_Task directions_
Can you copy every line from the one holding "target: bare ground" through the end of the items, inclusive, offsetting each path coordinate in the answers by adding 97 and leaving all other lines unchanged?

Records from a dataset
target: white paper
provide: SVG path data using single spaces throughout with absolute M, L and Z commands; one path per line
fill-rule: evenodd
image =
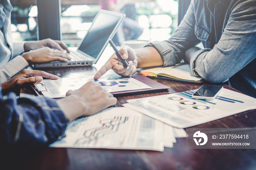
M 163 124 L 132 110 L 112 108 L 71 123 L 51 147 L 164 150 Z
M 256 109 L 256 99 L 224 89 L 217 98 L 192 98 L 194 90 L 128 101 L 123 106 L 178 128 L 185 128 Z
M 183 129 L 173 128 L 174 136 L 176 138 L 186 138 L 188 137 L 188 134 Z
M 64 97 L 69 90 L 78 89 L 89 81 L 99 82 L 103 88 L 110 93 L 152 88 L 132 77 L 123 77 L 116 74 L 103 75 L 97 81 L 93 79 L 94 77 L 90 76 L 43 80 L 41 82 L 46 85 L 49 91 L 42 92 L 42 93 L 48 98 Z
M 174 128 L 166 124 L 164 126 L 164 145 L 165 147 L 172 148 L 173 143 L 176 143 L 176 138 L 174 134 Z

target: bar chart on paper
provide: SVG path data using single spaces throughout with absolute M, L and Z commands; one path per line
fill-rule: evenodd
M 256 99 L 224 89 L 214 100 L 195 99 L 195 90 L 128 100 L 124 106 L 179 128 L 256 108 Z

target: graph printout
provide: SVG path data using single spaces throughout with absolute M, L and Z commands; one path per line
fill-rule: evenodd
M 227 89 L 211 101 L 192 98 L 195 92 L 131 99 L 123 105 L 178 128 L 256 109 L 256 98 Z
M 98 80 L 94 80 L 94 76 L 44 80 L 41 83 L 46 86 L 48 91 L 44 91 L 42 93 L 46 97 L 50 98 L 64 97 L 69 90 L 77 90 L 89 81 L 99 83 L 102 88 L 109 93 L 152 88 L 132 77 L 123 77 L 116 74 L 104 75 Z
M 163 125 L 128 108 L 112 108 L 71 122 L 66 137 L 50 146 L 163 151 Z

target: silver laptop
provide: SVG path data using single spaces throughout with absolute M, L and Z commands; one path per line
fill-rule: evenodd
M 69 54 L 71 58 L 67 62 L 53 62 L 37 64 L 35 68 L 90 66 L 97 62 L 113 38 L 125 15 L 100 10 L 94 18 L 91 26 L 75 51 Z

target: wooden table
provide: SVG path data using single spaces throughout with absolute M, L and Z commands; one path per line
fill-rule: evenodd
M 99 63 L 93 67 L 45 70 L 61 77 L 94 74 L 113 51 L 107 49 Z M 170 87 L 169 93 L 198 88 L 200 85 L 155 80 Z M 226 88 L 235 90 L 224 85 Z M 33 93 L 31 89 L 22 92 Z M 131 98 L 168 94 L 168 92 L 118 97 L 117 106 Z M 256 110 L 245 112 L 195 128 L 244 128 L 256 125 Z M 133 150 L 47 148 L 26 160 L 27 170 L 256 169 L 256 150 L 253 149 L 188 149 L 185 138 L 177 139 L 173 148 L 163 152 Z

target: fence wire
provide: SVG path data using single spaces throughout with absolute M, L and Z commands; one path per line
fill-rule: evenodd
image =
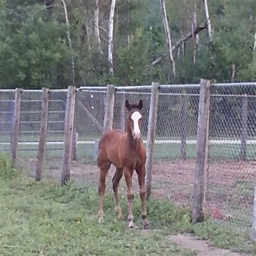
M 199 89 L 198 85 L 163 85 L 159 89 L 152 196 L 159 199 L 167 198 L 178 205 L 192 203 Z M 243 228 L 251 225 L 256 180 L 255 89 L 255 84 L 248 83 L 215 84 L 211 89 L 205 211 L 212 219 Z M 137 104 L 142 99 L 142 132 L 146 142 L 150 92 L 150 86 L 116 88 L 113 128 L 125 129 L 125 100 Z M 59 179 L 66 90 L 50 90 L 49 95 L 44 176 Z M 1 151 L 10 150 L 14 97 L 14 90 L 0 90 Z M 95 186 L 98 180 L 96 158 L 103 130 L 105 97 L 105 87 L 84 87 L 76 93 L 74 134 L 77 140 L 71 178 Z M 41 91 L 23 90 L 18 163 L 32 176 L 38 147 L 41 99 Z M 112 167 L 109 173 L 113 173 Z M 136 174 L 133 179 L 137 191 Z M 108 180 L 109 184 L 111 179 Z M 120 188 L 126 191 L 123 179 Z

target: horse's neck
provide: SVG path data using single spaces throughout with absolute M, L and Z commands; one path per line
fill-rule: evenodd
M 126 138 L 127 140 L 129 148 L 131 151 L 136 152 L 139 150 L 139 145 L 140 143 L 140 139 L 134 139 L 131 131 L 129 130 L 126 132 Z

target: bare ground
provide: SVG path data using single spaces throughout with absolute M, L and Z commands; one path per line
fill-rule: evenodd
M 245 256 L 249 254 L 231 252 L 225 249 L 220 249 L 209 245 L 207 241 L 198 240 L 189 234 L 178 234 L 170 235 L 172 243 L 177 244 L 181 247 L 197 252 L 198 256 Z

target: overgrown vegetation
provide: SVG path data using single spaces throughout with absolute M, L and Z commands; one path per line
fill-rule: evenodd
M 1 160 L 1 177 L 12 170 L 9 166 L 8 160 Z M 188 209 L 153 198 L 147 203 L 151 230 L 143 230 L 138 197 L 134 205 L 137 228 L 129 230 L 126 220 L 118 221 L 110 192 L 105 197 L 105 223 L 99 225 L 96 187 L 72 182 L 62 187 L 53 180 L 36 183 L 12 172 L 0 180 L 3 255 L 196 255 L 171 243 L 167 235 L 178 232 L 194 233 L 220 247 L 256 252 L 247 233 L 210 220 L 192 225 Z M 121 205 L 126 213 L 125 198 Z
M 111 2 L 97 1 L 100 53 L 95 35 L 96 1 L 65 2 L 69 26 L 60 0 L 0 0 L 0 87 L 66 87 L 72 83 L 71 59 L 77 85 L 256 79 L 254 0 L 208 1 L 213 31 L 210 47 L 206 29 L 199 34 L 194 62 L 196 38 L 181 44 L 173 52 L 176 77 L 168 58 L 151 65 L 167 52 L 159 1 L 116 1 L 112 77 L 107 62 Z M 197 24 L 205 23 L 201 1 L 166 2 L 173 45 L 191 31 L 194 13 Z

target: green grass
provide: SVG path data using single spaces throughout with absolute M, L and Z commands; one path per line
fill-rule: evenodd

_Full output_
target: bare ground
provide: SVG path data using single spaces throughout with absolute M, L and Z commands; one path per line
fill-rule: evenodd
M 342 353 L 346 351 L 328 349 L 322 346 L 317 346 L 306 342 L 304 338 L 295 337 L 286 331 L 275 331 L 267 332 L 269 340 L 274 341 L 278 344 L 294 349 L 295 353 Z

target: overgrown vegetation
provide: SVG path data using single spaces throughout with absolute M, L and Z commands; one path per line
fill-rule: evenodd
M 98 257 L 98 274 L 109 267 L 106 263 L 105 257 Z M 285 306 L 250 295 L 244 300 L 248 327 L 240 327 L 235 294 L 231 302 L 234 325 L 226 327 L 223 317 L 215 318 L 207 289 L 202 294 L 202 320 L 196 322 L 193 284 L 169 279 L 159 284 L 150 277 L 133 280 L 109 269 L 97 277 L 100 352 L 293 352 L 268 340 L 264 332 L 275 329 L 291 330 L 317 344 L 353 349 L 344 330 L 307 317 L 289 322 Z M 218 302 L 223 310 L 222 295 Z
M 208 99 L 194 98 L 197 150 L 192 132 L 193 98 L 162 99 L 166 123 L 157 97 L 97 97 L 97 184 L 163 184 L 169 180 L 168 156 L 174 182 L 353 176 L 351 97 L 305 98 L 310 128 L 307 144 L 303 126 L 296 131 L 291 159 L 293 135 L 278 141 L 270 149 L 273 174 L 265 155 L 248 162 L 264 149 L 256 98 L 213 98 L 209 174 L 204 159 Z M 294 121 L 302 120 L 298 98 L 263 99 L 270 142 L 288 128 L 291 110 Z

target: green grass
provide: SVG path data using single spaces throughout with absolute M, L and Z commands; one path per line
fill-rule: evenodd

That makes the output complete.